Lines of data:
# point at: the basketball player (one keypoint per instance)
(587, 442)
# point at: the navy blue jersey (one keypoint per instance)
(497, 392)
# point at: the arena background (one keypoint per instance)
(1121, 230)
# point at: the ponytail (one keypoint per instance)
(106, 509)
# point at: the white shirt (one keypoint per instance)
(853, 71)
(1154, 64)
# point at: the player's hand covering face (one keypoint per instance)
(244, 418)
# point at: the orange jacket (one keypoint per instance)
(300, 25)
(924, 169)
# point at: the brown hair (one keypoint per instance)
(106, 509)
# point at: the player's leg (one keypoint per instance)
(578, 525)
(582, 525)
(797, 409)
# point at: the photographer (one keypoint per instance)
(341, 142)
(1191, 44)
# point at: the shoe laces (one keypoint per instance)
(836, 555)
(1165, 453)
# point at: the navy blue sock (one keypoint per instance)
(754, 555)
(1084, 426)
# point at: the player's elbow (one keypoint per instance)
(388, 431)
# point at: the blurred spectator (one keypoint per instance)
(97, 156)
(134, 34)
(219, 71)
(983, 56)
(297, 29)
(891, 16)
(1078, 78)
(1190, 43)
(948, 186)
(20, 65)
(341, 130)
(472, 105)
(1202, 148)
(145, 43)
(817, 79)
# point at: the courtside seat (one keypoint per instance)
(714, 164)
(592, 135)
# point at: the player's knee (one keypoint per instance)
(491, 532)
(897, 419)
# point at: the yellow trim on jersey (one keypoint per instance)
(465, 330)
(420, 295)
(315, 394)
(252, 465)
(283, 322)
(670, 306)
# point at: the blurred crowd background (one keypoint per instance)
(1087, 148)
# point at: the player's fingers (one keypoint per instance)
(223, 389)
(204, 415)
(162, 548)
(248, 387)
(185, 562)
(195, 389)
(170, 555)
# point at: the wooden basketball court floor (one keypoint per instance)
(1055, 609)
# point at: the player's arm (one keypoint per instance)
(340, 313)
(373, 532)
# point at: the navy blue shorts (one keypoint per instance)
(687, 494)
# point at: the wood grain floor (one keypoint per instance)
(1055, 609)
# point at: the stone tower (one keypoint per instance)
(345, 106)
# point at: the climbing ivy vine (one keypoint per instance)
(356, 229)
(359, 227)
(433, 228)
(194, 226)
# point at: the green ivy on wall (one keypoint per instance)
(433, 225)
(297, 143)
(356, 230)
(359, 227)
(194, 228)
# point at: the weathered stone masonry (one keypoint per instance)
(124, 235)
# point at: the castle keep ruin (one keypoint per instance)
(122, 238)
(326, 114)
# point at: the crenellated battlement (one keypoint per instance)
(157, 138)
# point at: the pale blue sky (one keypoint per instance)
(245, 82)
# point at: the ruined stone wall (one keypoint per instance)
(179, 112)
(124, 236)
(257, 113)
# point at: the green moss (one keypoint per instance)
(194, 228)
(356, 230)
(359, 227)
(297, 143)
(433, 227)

[THE EXERCISE]
Copy exactly the lines of the listing above, beginning at the line with "# point at: the player's knee" and ending at its final line; write out nothing else.

[SOLUTION FOR THIS PROBLEM]
# point at: the player's knee (one keypoint per instance)
(491, 532)
(897, 419)
# point at: the yellow trim on jersey (one keypoint per instance)
(465, 330)
(420, 295)
(315, 394)
(252, 465)
(283, 322)
(670, 306)
# point at: the blurred crowd background (one keypoint per instance)
(1087, 148)
# point at: the player's fingers (one keypoint per instance)
(223, 389)
(204, 415)
(162, 548)
(248, 387)
(185, 562)
(195, 389)
(170, 555)
# point at: the wooden basketball court floor (one keypoint per instance)
(1055, 609)
# point at: the player's arm (one keypoint per instance)
(340, 313)
(373, 532)
# point at: the navy blue shorts (one keypoint per instance)
(687, 494)
# point at: the wood grain floor (one keypoint per instance)
(1055, 609)
# point at: the stone tower (one keypoint per instance)
(345, 106)
# point at: the climbing ivy vine (one keypoint per instance)
(356, 229)
(359, 227)
(433, 228)
(194, 226)
# point at: the green ivy on wall (one keypoint per instance)
(433, 225)
(297, 143)
(356, 230)
(359, 227)
(194, 228)
# point at: the weathered stone masonry (one keypoint per instance)
(124, 235)
# point at: the castle keep ruin (one keypoint per instance)
(122, 238)
(326, 114)
# point at: the crenellated battlement (one keypoint per instance)
(157, 138)
# point at: the pale blue sky (one keypoint per instance)
(245, 82)
# point at: the ruined stone wall (one keypoint per instance)
(179, 112)
(124, 236)
(257, 113)
# point at: the green moss (one keypoint per instance)
(194, 228)
(356, 230)
(359, 227)
(297, 143)
(433, 227)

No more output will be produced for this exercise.